> [Location labeling records]:
....

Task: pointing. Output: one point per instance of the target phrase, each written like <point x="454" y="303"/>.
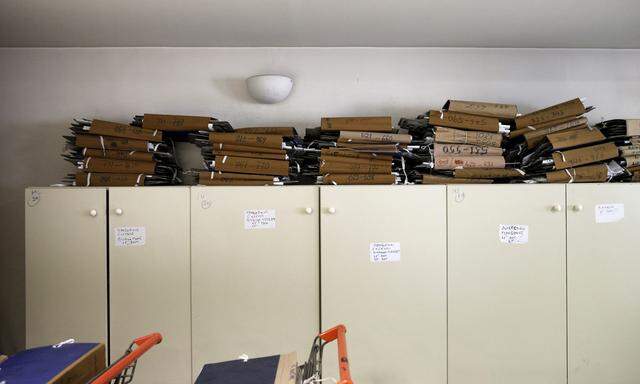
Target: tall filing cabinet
<point x="383" y="253"/>
<point x="66" y="256"/>
<point x="507" y="284"/>
<point x="255" y="272"/>
<point x="603" y="284"/>
<point x="149" y="278"/>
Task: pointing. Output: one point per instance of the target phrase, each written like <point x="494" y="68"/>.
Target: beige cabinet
<point x="149" y="278"/>
<point x="507" y="284"/>
<point x="603" y="286"/>
<point x="255" y="272"/>
<point x="383" y="253"/>
<point x="66" y="265"/>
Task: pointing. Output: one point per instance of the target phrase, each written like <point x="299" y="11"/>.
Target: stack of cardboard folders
<point x="561" y="146"/>
<point x="357" y="150"/>
<point x="115" y="154"/>
<point x="252" y="156"/>
<point x="467" y="143"/>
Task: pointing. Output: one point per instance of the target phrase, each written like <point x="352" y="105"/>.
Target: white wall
<point x="43" y="89"/>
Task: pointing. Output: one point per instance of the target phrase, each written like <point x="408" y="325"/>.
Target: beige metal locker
<point x="507" y="284"/>
<point x="149" y="275"/>
<point x="603" y="286"/>
<point x="383" y="269"/>
<point x="255" y="266"/>
<point x="66" y="265"/>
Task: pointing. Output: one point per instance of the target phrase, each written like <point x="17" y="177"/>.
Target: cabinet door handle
<point x="556" y="208"/>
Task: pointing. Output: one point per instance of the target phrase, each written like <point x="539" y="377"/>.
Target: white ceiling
<point x="428" y="23"/>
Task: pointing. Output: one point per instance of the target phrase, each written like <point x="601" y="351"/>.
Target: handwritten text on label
<point x="130" y="236"/>
<point x="384" y="252"/>
<point x="513" y="233"/>
<point x="259" y="219"/>
<point x="609" y="213"/>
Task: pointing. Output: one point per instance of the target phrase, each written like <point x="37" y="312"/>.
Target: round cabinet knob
<point x="556" y="208"/>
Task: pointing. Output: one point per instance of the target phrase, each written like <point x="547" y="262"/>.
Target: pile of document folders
<point x="141" y="153"/>
<point x="463" y="142"/>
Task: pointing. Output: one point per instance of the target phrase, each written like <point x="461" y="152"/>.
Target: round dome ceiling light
<point x="269" y="89"/>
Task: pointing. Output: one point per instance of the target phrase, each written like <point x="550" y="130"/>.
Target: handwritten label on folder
<point x="513" y="233"/>
<point x="130" y="236"/>
<point x="259" y="219"/>
<point x="384" y="252"/>
<point x="609" y="213"/>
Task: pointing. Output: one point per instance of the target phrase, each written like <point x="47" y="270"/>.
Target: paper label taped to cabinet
<point x="130" y="236"/>
<point x="609" y="213"/>
<point x="513" y="233"/>
<point x="384" y="252"/>
<point x="259" y="219"/>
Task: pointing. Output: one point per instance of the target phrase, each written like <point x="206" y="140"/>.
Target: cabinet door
<point x="384" y="277"/>
<point x="149" y="278"/>
<point x="507" y="284"/>
<point x="255" y="287"/>
<point x="604" y="290"/>
<point x="66" y="265"/>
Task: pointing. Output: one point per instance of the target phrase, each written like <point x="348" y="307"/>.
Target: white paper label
<point x="384" y="252"/>
<point x="513" y="233"/>
<point x="609" y="213"/>
<point x="259" y="219"/>
<point x="130" y="236"/>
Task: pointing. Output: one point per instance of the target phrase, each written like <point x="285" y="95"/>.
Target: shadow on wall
<point x="234" y="89"/>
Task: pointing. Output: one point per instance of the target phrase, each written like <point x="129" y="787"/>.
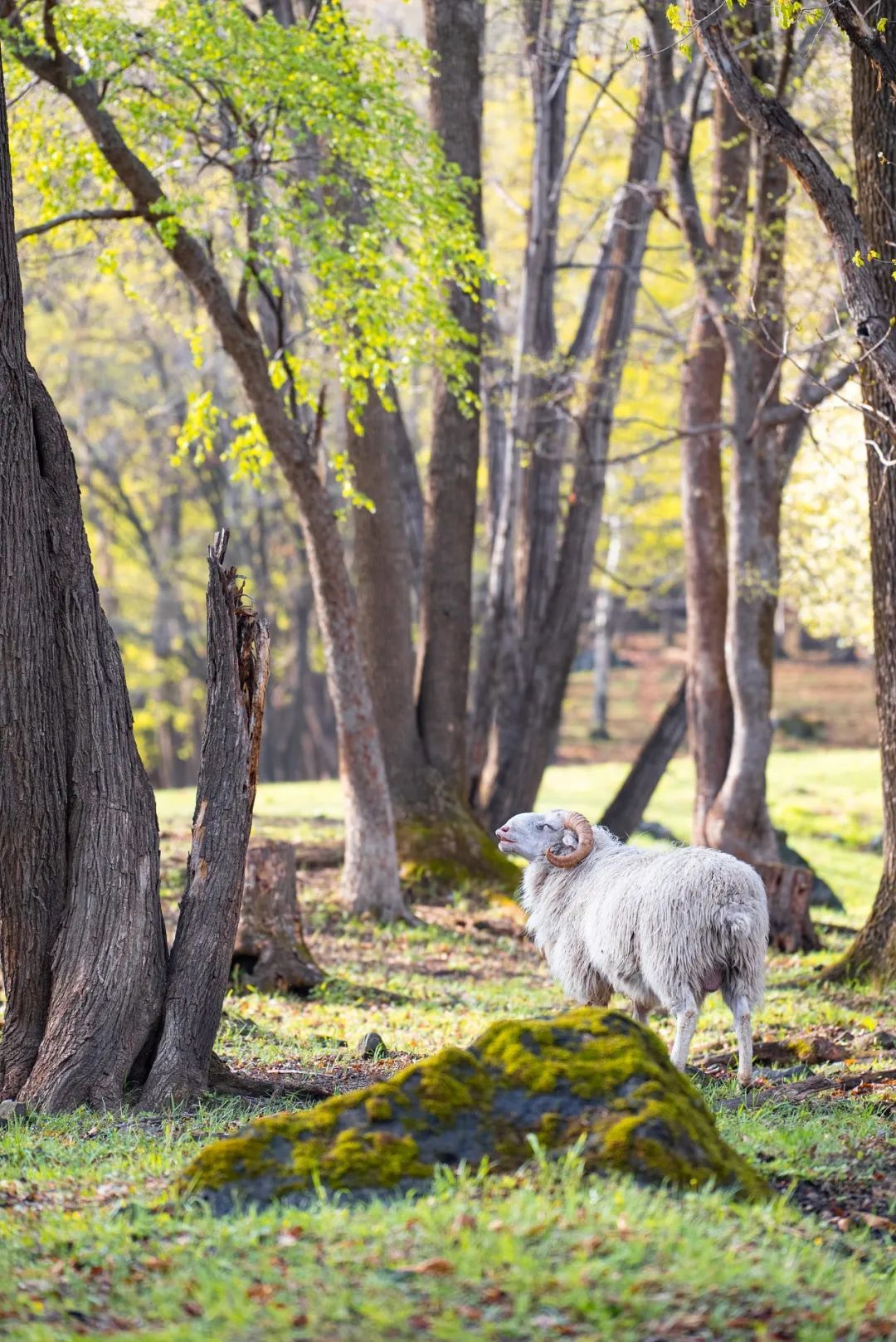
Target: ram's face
<point x="532" y="833"/>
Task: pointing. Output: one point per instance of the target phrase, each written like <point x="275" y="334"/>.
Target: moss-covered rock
<point x="587" y="1076"/>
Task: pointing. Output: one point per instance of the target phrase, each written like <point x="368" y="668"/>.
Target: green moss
<point x="451" y="1082"/>
<point x="378" y="1109"/>
<point x="613" y="1050"/>
<point x="363" y="1159"/>
<point x="584" y="1074"/>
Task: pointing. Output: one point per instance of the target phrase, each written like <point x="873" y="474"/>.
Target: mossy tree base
<point x="585" y="1076"/>
<point x="444" y="855"/>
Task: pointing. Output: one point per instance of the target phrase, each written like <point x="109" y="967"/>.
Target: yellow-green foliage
<point x="585" y="1076"/>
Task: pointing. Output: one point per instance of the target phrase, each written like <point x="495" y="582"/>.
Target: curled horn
<point x="585" y="835"/>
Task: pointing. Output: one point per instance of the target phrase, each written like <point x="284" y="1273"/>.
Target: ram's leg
<point x="685" y="1022"/>
<point x="743" y="1030"/>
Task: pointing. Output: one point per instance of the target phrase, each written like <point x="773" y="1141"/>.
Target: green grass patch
<point x="91" y="1242"/>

....

> [Requirement]:
Reproduce the listing exactly. Leave its pictures out.

> [In response]:
Task: pointing. Output: one point per instance of the target phrase, each written like <point x="454" y="303"/>.
Target: tall filing cabinet
<point x="383" y="253"/>
<point x="66" y="256"/>
<point x="507" y="284"/>
<point x="255" y="272"/>
<point x="603" y="284"/>
<point x="149" y="278"/>
Task: pointing. Output: one point per instance of the target phrase, each written like <point x="494" y="68"/>.
Target: beige cabinet
<point x="149" y="278"/>
<point x="507" y="284"/>
<point x="603" y="286"/>
<point x="255" y="272"/>
<point x="383" y="253"/>
<point x="66" y="265"/>
Task: pointing. Output: one point per instance of the target phrase, each written like <point x="299" y="11"/>.
Target: stack of cardboard folders
<point x="561" y="146"/>
<point x="357" y="150"/>
<point x="115" y="154"/>
<point x="252" y="156"/>
<point x="467" y="143"/>
Task: pointing. Output: one point per instance of the target phrase, each written like <point x="352" y="105"/>.
Target: white wall
<point x="43" y="89"/>
Task: pointing. Output: one point per instance of the target phrase, each written like <point x="408" y="325"/>.
Target: beige metal locker
<point x="507" y="284"/>
<point x="149" y="275"/>
<point x="603" y="286"/>
<point x="383" y="269"/>
<point x="255" y="266"/>
<point x="66" y="265"/>
Task: pointing. Output: one point per instance of the target phrase, each written like <point x="17" y="177"/>.
Target: cabinet door handle
<point x="556" y="208"/>
Task: pointing. Output: one point per instance of the target phrase, each written like <point x="539" y="377"/>.
Target: white ceiling
<point x="428" y="23"/>
Task: pointing. Output: one point per instance of the target phrase, each written like <point x="601" y="351"/>.
Target: handwritten text on label
<point x="130" y="236"/>
<point x="384" y="252"/>
<point x="513" y="233"/>
<point x="259" y="219"/>
<point x="609" y="213"/>
Task: pointing. Output: one point per instance of the target phrase, each written like <point x="37" y="312"/>.
Target: round cabinet knob
<point x="556" y="208"/>
Task: pointing. Output: one point per instance of the target phrase, each written like <point x="547" y="262"/>.
Target: pile of document folders
<point x="141" y="153"/>
<point x="463" y="142"/>
Task: pointing. Output: one point per instance of the target phrase, each written like <point x="461" y="152"/>.
Target: round dome ceiling light
<point x="269" y="89"/>
Task: pointing. Output: one point per instance of the target phrase, each written like <point x="550" y="130"/>.
Target: handwritten label on folder
<point x="513" y="233"/>
<point x="130" y="236"/>
<point x="259" y="219"/>
<point x="384" y="252"/>
<point x="609" y="213"/>
Task: pointing. Output: one point per instance of the target phrase, each written like <point x="47" y="270"/>.
Target: paper label taped to cabinet
<point x="130" y="236"/>
<point x="609" y="213"/>
<point x="513" y="233"/>
<point x="384" y="252"/>
<point x="259" y="219"/>
Task: pointing. Output: one point per instance of the target phrase, each written like <point x="206" y="140"/>.
Target: cabinet door
<point x="384" y="277"/>
<point x="149" y="278"/>
<point x="507" y="284"/>
<point x="255" y="287"/>
<point x="604" y="290"/>
<point x="66" y="265"/>
Task: pointing. Output: one point per instance of the target phrase, each written like <point x="348" y="307"/>.
Target: white paper label
<point x="384" y="252"/>
<point x="513" y="233"/>
<point x="609" y="213"/>
<point x="259" y="219"/>
<point x="130" y="236"/>
Task: pointing. Output: one point per instance of the target phrase, each written like <point x="285" y="95"/>.
Target: shadow on wall
<point x="234" y="89"/>
Task: pointing. Output: one point per instance of the target phrase, each written like <point x="129" y="787"/>.
Target: ram's face
<point x="532" y="833"/>
Task: pointing. Output: one point per instance of the target phrase, each written like <point x="275" y="334"/>.
Target: moss-covered rock
<point x="587" y="1076"/>
Task: pointing. Output: one point per instance of the target phrase, each written like <point x="368" y="668"/>.
Target: green moss
<point x="451" y="1082"/>
<point x="378" y="1109"/>
<point x="613" y="1050"/>
<point x="363" y="1159"/>
<point x="584" y="1074"/>
Task: pointing. Output: one point per instance of the target phrase, each written like <point x="873" y="474"/>.
Target: mossy tree base
<point x="585" y="1076"/>
<point x="444" y="855"/>
Task: pointing. Output: one point per instance of the target phrase, each written like <point x="109" y="967"/>.
Target: yellow-green foliage
<point x="585" y="1076"/>
Task: pointing. Output: one point per instance of the target phrase, each written like <point x="495" y="582"/>.
Target: curled horn
<point x="585" y="835"/>
Task: pointing. Output: one point per instance of the target phrase, each written like <point x="284" y="1273"/>.
Target: ram's leg
<point x="685" y="1022"/>
<point x="743" y="1030"/>
Task: pointing. Output: one point per instance of the target phrase, each written like <point x="773" y="1141"/>.
Target: green grass patch
<point x="91" y="1242"/>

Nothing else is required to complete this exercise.